EXCERPT:

Despite Steady Increase in Chemoprophylaxis Use, Annual VTE Incidence Low

Internal Medicine World Report, June 2015,

Colorectal surgery is often performed for inflammatory disease or malignancy-known risk factors for venous thromboembolism (VTE). Although a patient safety priority, comprehensive recommendations for these VTE patients are lacking. Most patients receive perioperative and in-hospital VTE chemoprophylaxis, but extended prophylaxis rates lag.

Colorectal surgery is often performed for inflammatory disease or malignancy—known risk factors for venous thromboembolism (VTE). Although a patient safety priority, comprehensive recommendations for these VTE patients are lacking. Most patients receive perioperative and in-hospital VTE chemoprophylaxis, but extended prophylaxis rates lag.

Better definitions of specific risk factors and identification of preventive strategies to lower overall VTE risk in this patient population are needed. Thus, there is great interest in finding methods to reduce the rate of VTE in patients undergoing colorectal surgery.

PROBLEM REQUIREMENTS: Reproduce the passage of the article on VTE after colorectal surgery word for word, from "Better definitions of" to "undergoing colorectal surgery.".

DATA RECORDS:
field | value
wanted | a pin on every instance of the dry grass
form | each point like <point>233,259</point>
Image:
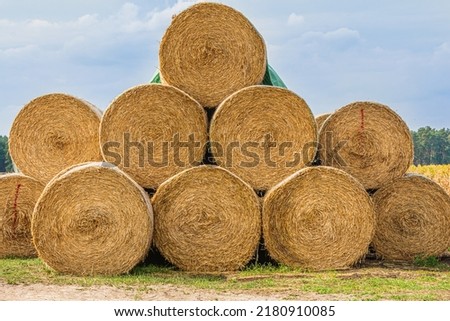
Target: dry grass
<point>377,148</point>
<point>92,220</point>
<point>207,219</point>
<point>274,130</point>
<point>413,219</point>
<point>53,132</point>
<point>319,218</point>
<point>210,51</point>
<point>18,196</point>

RESULT BELOW:
Better definitions of specific risk factors and identification of preventive strategies to lower overall VTE risk in this patient population are needed. Thus, there is great interest in finding methods to reduce the rate of VTE in patients undergoing colorectal surgery.